▶ _DIRECTIONS_
Rewrite the lines below as a JSON list of strings, one string per line, omitting blank lines and leaving out the pictures.

▶ _RAW RECORDS_
☆ ☆ ☆ ☆

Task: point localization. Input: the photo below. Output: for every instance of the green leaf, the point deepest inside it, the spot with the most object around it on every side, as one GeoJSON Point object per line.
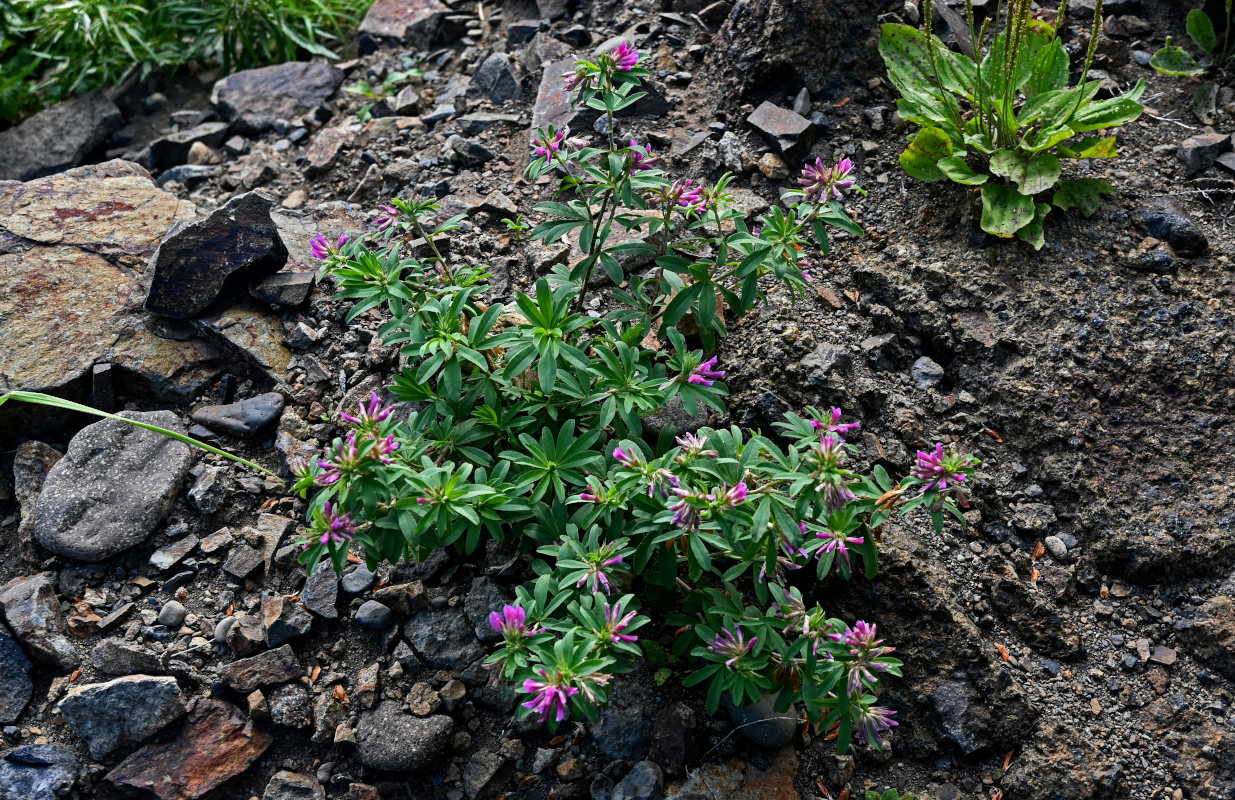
{"type": "Point", "coordinates": [1033, 232]}
{"type": "Point", "coordinates": [1083, 194]}
{"type": "Point", "coordinates": [1175, 61]}
{"type": "Point", "coordinates": [920, 159]}
{"type": "Point", "coordinates": [958, 169]}
{"type": "Point", "coordinates": [1201, 29]}
{"type": "Point", "coordinates": [1004, 210]}
{"type": "Point", "coordinates": [1031, 173]}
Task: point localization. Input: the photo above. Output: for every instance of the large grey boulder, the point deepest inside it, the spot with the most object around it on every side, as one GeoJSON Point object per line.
{"type": "Point", "coordinates": [122, 711]}
{"type": "Point", "coordinates": [252, 100]}
{"type": "Point", "coordinates": [115, 484]}
{"type": "Point", "coordinates": [196, 258]}
{"type": "Point", "coordinates": [58, 137]}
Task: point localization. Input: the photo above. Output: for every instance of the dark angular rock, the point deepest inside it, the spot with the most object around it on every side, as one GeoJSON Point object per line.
{"type": "Point", "coordinates": [393, 741]}
{"type": "Point", "coordinates": [15, 685]}
{"type": "Point", "coordinates": [1172, 227]}
{"type": "Point", "coordinates": [443, 638]}
{"type": "Point", "coordinates": [269, 668]}
{"type": "Point", "coordinates": [114, 485]}
{"type": "Point", "coordinates": [1199, 152]}
{"type": "Point", "coordinates": [116, 657]}
{"type": "Point", "coordinates": [122, 711]}
{"type": "Point", "coordinates": [494, 80]}
{"type": "Point", "coordinates": [33, 614]}
{"type": "Point", "coordinates": [198, 257]}
{"type": "Point", "coordinates": [37, 772]}
{"type": "Point", "coordinates": [217, 743]}
{"type": "Point", "coordinates": [289, 785]}
{"type": "Point", "coordinates": [243, 419]}
{"type": "Point", "coordinates": [173, 150]}
{"type": "Point", "coordinates": [255, 99]}
{"type": "Point", "coordinates": [289, 706]}
{"type": "Point", "coordinates": [321, 591]}
{"type": "Point", "coordinates": [58, 137]}
{"type": "Point", "coordinates": [792, 135]}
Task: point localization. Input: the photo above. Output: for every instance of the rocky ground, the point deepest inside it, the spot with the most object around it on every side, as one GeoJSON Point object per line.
{"type": "Point", "coordinates": [1073, 642]}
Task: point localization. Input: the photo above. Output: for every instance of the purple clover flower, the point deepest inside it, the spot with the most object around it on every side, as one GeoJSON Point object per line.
{"type": "Point", "coordinates": [551, 695]}
{"type": "Point", "coordinates": [388, 217]}
{"type": "Point", "coordinates": [872, 724]}
{"type": "Point", "coordinates": [324, 250]}
{"type": "Point", "coordinates": [834, 425]}
{"type": "Point", "coordinates": [339, 527]}
{"type": "Point", "coordinates": [936, 468]}
{"type": "Point", "coordinates": [731, 645]}
{"type": "Point", "coordinates": [705, 373]}
{"type": "Point", "coordinates": [625, 57]}
{"type": "Point", "coordinates": [345, 461]}
{"type": "Point", "coordinates": [595, 577]}
{"type": "Point", "coordinates": [821, 182]}
{"type": "Point", "coordinates": [837, 542]}
{"type": "Point", "coordinates": [511, 622]}
{"type": "Point", "coordinates": [641, 157]}
{"type": "Point", "coordinates": [686, 516]}
{"type": "Point", "coordinates": [615, 622]}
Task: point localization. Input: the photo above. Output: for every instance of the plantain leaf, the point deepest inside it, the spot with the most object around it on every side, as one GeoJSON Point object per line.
{"type": "Point", "coordinates": [921, 157]}
{"type": "Point", "coordinates": [1083, 194]}
{"type": "Point", "coordinates": [1175, 61]}
{"type": "Point", "coordinates": [1033, 232]}
{"type": "Point", "coordinates": [958, 170]}
{"type": "Point", "coordinates": [1201, 29]}
{"type": "Point", "coordinates": [1004, 210]}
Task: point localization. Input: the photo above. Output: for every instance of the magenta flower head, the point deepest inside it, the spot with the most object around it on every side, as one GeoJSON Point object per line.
{"type": "Point", "coordinates": [872, 724]}
{"type": "Point", "coordinates": [823, 183]}
{"type": "Point", "coordinates": [371, 412]}
{"type": "Point", "coordinates": [936, 468]}
{"type": "Point", "coordinates": [335, 527]}
{"type": "Point", "coordinates": [641, 157]}
{"type": "Point", "coordinates": [705, 373]}
{"type": "Point", "coordinates": [551, 696]}
{"type": "Point", "coordinates": [625, 57]}
{"type": "Point", "coordinates": [731, 646]}
{"type": "Point", "coordinates": [324, 250]}
{"type": "Point", "coordinates": [387, 219]}
{"type": "Point", "coordinates": [687, 195]}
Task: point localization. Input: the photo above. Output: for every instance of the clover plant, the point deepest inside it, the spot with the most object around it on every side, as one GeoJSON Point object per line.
{"type": "Point", "coordinates": [1004, 117]}
{"type": "Point", "coordinates": [529, 424]}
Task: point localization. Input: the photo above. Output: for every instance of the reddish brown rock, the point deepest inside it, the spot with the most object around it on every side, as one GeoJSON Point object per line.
{"type": "Point", "coordinates": [217, 743]}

☆ ☆ ☆ ☆

▶ _REPLY_
[
  "Task: point localization. Input: the photo below. Output: for every instance of the green leaf, the point deepest inside it, the spot with the most object around it on every side, as one GeoJSON Point object per line.",
  "{\"type\": \"Point\", \"coordinates\": [1033, 232]}",
  "{\"type\": \"Point\", \"coordinates\": [1083, 194]}",
  "{\"type\": \"Point\", \"coordinates\": [1175, 61]}",
  "{\"type\": \"Point\", \"coordinates\": [920, 159]}",
  "{\"type\": \"Point\", \"coordinates\": [958, 169]}",
  "{\"type\": \"Point\", \"coordinates\": [1201, 29]}",
  "{\"type\": \"Point\", \"coordinates\": [1004, 210]}",
  "{\"type\": \"Point\", \"coordinates\": [1031, 173]}",
  "Task: point localization. Input: the photo above. Output: for every instance of the large grey boulder, the point deepest inside it, the spot with the most object around it on every side, as one GeoJSON Point object per line.",
  "{\"type\": \"Point\", \"coordinates\": [122, 711]}",
  "{\"type\": \"Point\", \"coordinates\": [252, 100]}",
  "{\"type\": \"Point\", \"coordinates\": [115, 484]}",
  "{\"type\": \"Point\", \"coordinates\": [196, 258]}",
  "{\"type\": \"Point\", \"coordinates\": [58, 137]}",
  "Task: point localization. Input: the photo above. Output: for every instance of the dark angular rock, the point deepest inside it, the spot with the most object around it on every side, as one GeoJSON Point object per line.",
  "{\"type\": \"Point\", \"coordinates\": [393, 741]}",
  "{\"type\": \"Point\", \"coordinates\": [15, 685]}",
  "{\"type\": \"Point\", \"coordinates\": [1172, 227]}",
  "{\"type\": \"Point\", \"coordinates\": [443, 638]}",
  "{\"type\": \"Point\", \"coordinates\": [269, 668]}",
  "{\"type\": \"Point\", \"coordinates\": [114, 485]}",
  "{\"type\": \"Point\", \"coordinates\": [1199, 152]}",
  "{\"type\": \"Point\", \"coordinates\": [116, 657]}",
  "{\"type\": \"Point\", \"coordinates\": [122, 711]}",
  "{\"type\": \"Point\", \"coordinates\": [494, 80]}",
  "{\"type\": \"Point\", \"coordinates\": [33, 614]}",
  "{\"type\": \"Point\", \"coordinates\": [198, 257]}",
  "{\"type\": \"Point\", \"coordinates\": [37, 772]}",
  "{\"type\": \"Point\", \"coordinates\": [217, 743]}",
  "{\"type\": \"Point\", \"coordinates\": [289, 785]}",
  "{\"type\": \"Point\", \"coordinates\": [243, 419]}",
  "{\"type\": \"Point\", \"coordinates\": [173, 150]}",
  "{\"type\": \"Point\", \"coordinates\": [255, 99]}",
  "{\"type\": \"Point\", \"coordinates\": [289, 706]}",
  "{\"type\": \"Point\", \"coordinates\": [321, 591]}",
  "{\"type\": \"Point\", \"coordinates\": [58, 137]}",
  "{\"type\": \"Point\", \"coordinates\": [792, 135]}",
  "Task: point localization. Input: the photo above. Output: for every instance of the rocky ground, the point deepest inside it, the spot with the most object around it on every side, as one GeoJSON Point object per line.",
  "{\"type\": \"Point\", \"coordinates\": [1073, 642]}",
  "Task: point localization. Input: the photo above. Output: for every instance of the purple clover flower, the point deepest inside it, the spot with the most object around it on every side, as one GeoJSON Point object per line.",
  "{\"type\": \"Point\", \"coordinates\": [551, 695]}",
  "{\"type\": \"Point\", \"coordinates\": [388, 217]}",
  "{\"type\": \"Point\", \"coordinates\": [872, 724]}",
  "{\"type\": \"Point\", \"coordinates\": [324, 250]}",
  "{\"type\": \"Point\", \"coordinates\": [834, 425]}",
  "{\"type\": \"Point\", \"coordinates\": [339, 527]}",
  "{\"type\": \"Point\", \"coordinates\": [936, 468]}",
  "{\"type\": \"Point\", \"coordinates\": [731, 645]}",
  "{\"type\": \"Point\", \"coordinates\": [705, 373]}",
  "{\"type\": \"Point\", \"coordinates\": [625, 57]}",
  "{\"type\": \"Point\", \"coordinates\": [345, 461]}",
  "{\"type\": \"Point\", \"coordinates\": [595, 577]}",
  "{\"type\": \"Point\", \"coordinates\": [821, 182]}",
  "{\"type\": \"Point\", \"coordinates\": [837, 542]}",
  "{\"type\": \"Point\", \"coordinates\": [511, 622]}",
  "{\"type\": \"Point\", \"coordinates\": [641, 157]}",
  "{\"type\": \"Point\", \"coordinates\": [686, 516]}",
  "{\"type\": \"Point\", \"coordinates\": [615, 622]}",
  "Task: point localization. Input: the photo above. Output: for every instance of the plantain leaf, the point deepest inside it, the spot with the most object around it on every side, as one GeoJSON Point object per line.",
  "{\"type\": \"Point\", \"coordinates\": [921, 157]}",
  "{\"type\": \"Point\", \"coordinates\": [1083, 194]}",
  "{\"type\": \"Point\", \"coordinates\": [1175, 61]}",
  "{\"type\": \"Point\", \"coordinates\": [1033, 232]}",
  "{\"type\": \"Point\", \"coordinates\": [958, 170]}",
  "{\"type\": \"Point\", \"coordinates\": [1201, 29]}",
  "{\"type\": \"Point\", \"coordinates\": [1004, 210]}",
  "Task: point localization. Input: the photo above. Output: for every instance of the magenta flower head, the point deepest inside it, the spot with the most object around it on every side, as one GeoJSON Point object per line.",
  "{\"type\": \"Point\", \"coordinates\": [872, 724]}",
  "{\"type\": \"Point\", \"coordinates\": [823, 183]}",
  "{\"type\": \"Point\", \"coordinates\": [371, 412]}",
  "{\"type\": \"Point\", \"coordinates\": [936, 468]}",
  "{\"type\": \"Point\", \"coordinates\": [335, 527]}",
  "{\"type\": \"Point\", \"coordinates\": [641, 157]}",
  "{\"type\": \"Point\", \"coordinates\": [705, 373]}",
  "{\"type\": \"Point\", \"coordinates\": [551, 696]}",
  "{\"type\": \"Point\", \"coordinates\": [625, 57]}",
  "{\"type\": \"Point\", \"coordinates\": [731, 646]}",
  "{\"type\": \"Point\", \"coordinates\": [324, 250]}",
  "{\"type\": \"Point\", \"coordinates\": [387, 219]}",
  "{\"type\": \"Point\", \"coordinates\": [687, 195]}",
  "Task: point localization. Input: the photo above. Output: for every instance of the clover plant, the point deepest inside it, the spot with the most object around it on every side, as one GeoJSON Point object per line.",
  "{\"type\": \"Point\", \"coordinates\": [1004, 117]}",
  "{\"type\": \"Point\", \"coordinates\": [529, 424]}",
  "Task: point localization. Input: the photo above. Output: for every instance of the reddish brown rock, the point deepest inside it, the spot with the most object around it on every side, as one GeoJSON Point object per line.",
  "{\"type\": \"Point\", \"coordinates\": [217, 743]}"
]